Reproduce the listing below, substituting "Boxes" for every occurrence of "Detections" and leaving all other text unchanged. Leave the pictures out of your answer.

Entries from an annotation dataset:
===============

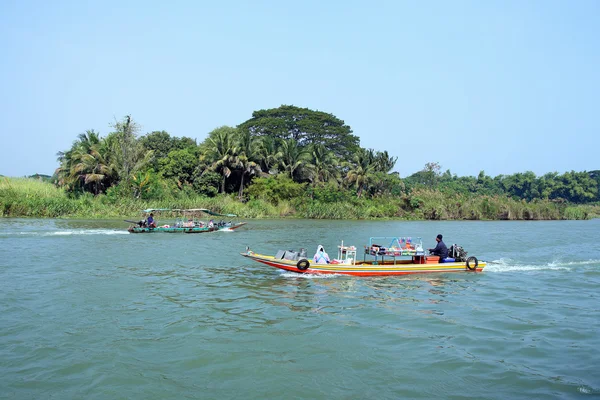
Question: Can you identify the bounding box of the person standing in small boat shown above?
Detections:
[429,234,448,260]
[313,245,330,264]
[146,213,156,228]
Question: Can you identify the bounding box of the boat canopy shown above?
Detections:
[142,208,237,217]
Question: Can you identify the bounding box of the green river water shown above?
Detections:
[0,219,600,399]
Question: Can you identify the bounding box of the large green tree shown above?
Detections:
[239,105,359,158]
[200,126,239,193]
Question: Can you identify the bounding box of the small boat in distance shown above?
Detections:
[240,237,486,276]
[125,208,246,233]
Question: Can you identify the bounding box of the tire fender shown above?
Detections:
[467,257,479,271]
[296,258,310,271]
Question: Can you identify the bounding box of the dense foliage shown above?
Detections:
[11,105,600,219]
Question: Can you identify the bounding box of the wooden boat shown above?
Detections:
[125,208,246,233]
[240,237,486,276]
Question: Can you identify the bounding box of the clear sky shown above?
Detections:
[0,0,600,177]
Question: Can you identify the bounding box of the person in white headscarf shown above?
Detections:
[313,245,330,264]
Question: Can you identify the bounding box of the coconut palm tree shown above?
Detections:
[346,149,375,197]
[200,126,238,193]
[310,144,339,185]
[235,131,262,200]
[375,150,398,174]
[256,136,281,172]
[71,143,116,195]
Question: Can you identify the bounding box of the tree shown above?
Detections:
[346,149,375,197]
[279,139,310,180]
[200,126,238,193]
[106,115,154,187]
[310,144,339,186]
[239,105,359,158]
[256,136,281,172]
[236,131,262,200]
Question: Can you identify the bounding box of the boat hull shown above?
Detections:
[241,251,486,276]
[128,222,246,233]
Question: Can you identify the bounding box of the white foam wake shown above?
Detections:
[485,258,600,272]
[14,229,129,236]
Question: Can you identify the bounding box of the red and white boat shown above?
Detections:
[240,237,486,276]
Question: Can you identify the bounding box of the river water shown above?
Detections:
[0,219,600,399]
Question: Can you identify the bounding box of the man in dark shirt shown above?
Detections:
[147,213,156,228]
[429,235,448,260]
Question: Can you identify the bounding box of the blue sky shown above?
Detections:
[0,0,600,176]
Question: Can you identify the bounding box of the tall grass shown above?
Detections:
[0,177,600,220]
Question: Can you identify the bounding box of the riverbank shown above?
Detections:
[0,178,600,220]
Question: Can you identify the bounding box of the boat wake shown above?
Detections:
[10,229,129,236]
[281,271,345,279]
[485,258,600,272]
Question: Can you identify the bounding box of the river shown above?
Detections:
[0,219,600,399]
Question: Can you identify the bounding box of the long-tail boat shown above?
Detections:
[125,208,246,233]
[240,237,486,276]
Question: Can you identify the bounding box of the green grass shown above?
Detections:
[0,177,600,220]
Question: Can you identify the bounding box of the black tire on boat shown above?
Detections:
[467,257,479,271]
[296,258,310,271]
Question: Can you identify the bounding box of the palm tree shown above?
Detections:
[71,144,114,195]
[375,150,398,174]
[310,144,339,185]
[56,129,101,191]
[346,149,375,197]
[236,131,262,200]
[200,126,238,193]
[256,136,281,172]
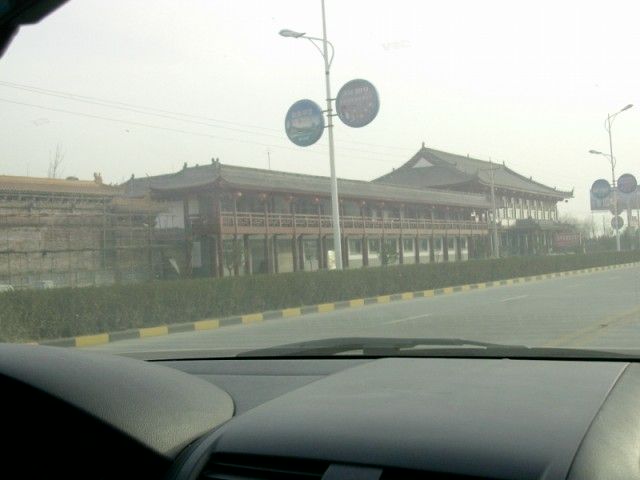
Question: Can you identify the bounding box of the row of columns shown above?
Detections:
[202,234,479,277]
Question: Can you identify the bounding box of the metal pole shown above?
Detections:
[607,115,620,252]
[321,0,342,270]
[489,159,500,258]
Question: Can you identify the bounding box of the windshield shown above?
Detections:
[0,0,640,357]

===============

◆ **Solved problem**
Question: Can you identify the bounding box of the person standing in small boat shown above?
Boxes:
[429,234,448,260]
[313,245,330,264]
[146,213,156,228]
Question: Can you identify the bounding box of the boat canopy shown above?
Boxes:
[142,208,237,217]
Question: Can you identify the bounding box of the green river water shown above?
Boxes:
[0,219,600,399]
Question: Can you identify the bounding box of the large green tree shown above?
Boxes:
[239,105,359,158]
[200,126,239,193]
Question: Can you identify the bounding box of the small boat in distance shown above?
Boxes:
[240,237,486,276]
[125,208,246,233]
Question: Can you identify the bounding box of the tire fender shown above?
Boxes:
[467,257,479,271]
[296,258,310,271]
Question: Can you identify the bounding box of the dense foliage shown above?
Boxes:
[11,105,600,219]
Question: Can you identify the bounding box of the wooden boat shown above?
Boxes:
[125,208,246,233]
[240,237,486,276]
Question: Can you identify the bounding box of the clear sky shown above?
Boxes:
[0,0,600,177]
Question: Can you identify the bounding box of the person in white headscarf shown above?
Boxes:
[313,245,330,264]
Question: Can you identify the bounding box of the coconut palm tree shown above?
Boxes:
[346,149,375,197]
[200,126,238,193]
[310,144,339,185]
[235,131,262,200]
[375,150,398,174]
[256,136,281,172]
[71,143,116,195]
Question: Can you identify the bounding box of the tree shown above?
Boxes:
[346,149,375,197]
[279,139,310,180]
[200,126,238,193]
[106,115,154,187]
[310,144,339,186]
[239,105,359,158]
[256,136,281,172]
[236,131,262,200]
Question: Can you identify the bounding box of the boat hull shown above?
Boxes:
[241,251,486,276]
[128,222,246,233]
Question: Can you identify the bounding box of the white foam wake shown above?
Boxes:
[485,258,600,272]
[14,229,129,236]
Question: Can you identify the bounding box of the red and white boat shown above?
Boxes:
[240,237,486,276]
Question: Can you identify the bounding box of the river water shown above?
Boxes:
[0,219,600,399]
Question: Can you identify the bounding box of the man in dark shirt shown above?
Boxes:
[147,213,156,228]
[429,235,448,260]
Question: Can you identify the bounding box of the blue sky shown above?
Boxes:
[0,0,600,176]
Question: Can you identify the bounding box of the tall grass shown above?
Boxes:
[0,177,600,220]
Question: Can you identify the bounding box of the riverbank shown above?
Boxes:
[0,178,600,220]
Question: Can you identify the bounding box of the boat wake shown above?
Boxes:
[10,229,129,236]
[281,271,345,279]
[485,258,600,272]
Question: Can you identify the bounding box of the river shown above?
Boxes:
[0,219,600,399]
Question: Can you identify the bounding box of the long-tail boat shown above?
Boxes:
[125,208,246,233]
[240,237,486,276]
Question: Can you identify the bounding box of the green grass shown above?
Boxes:
[0,177,600,220]
Question: Can you identify the bounding box of the black tire on boat shown above?
Boxes:
[467,257,479,271]
[296,258,310,271]
Question: Can you identify the bounding box of the palm tree shown above?
Boxes:
[71,144,114,195]
[375,150,398,174]
[310,144,339,185]
[56,129,101,191]
[346,149,375,197]
[236,131,262,200]
[200,126,238,193]
[256,136,281,172]
Question: Can you identify the bounding box of the row of columns shown above?
Boxes:
[202,234,479,277]
Question: Can you identify the bounding box of the metal pole shown above?
Boxes:
[607,115,620,252]
[321,0,342,270]
[489,159,500,258]
Question: Can you identify the bounding box of the windshield shown above?
Boxes:
[0,0,640,357]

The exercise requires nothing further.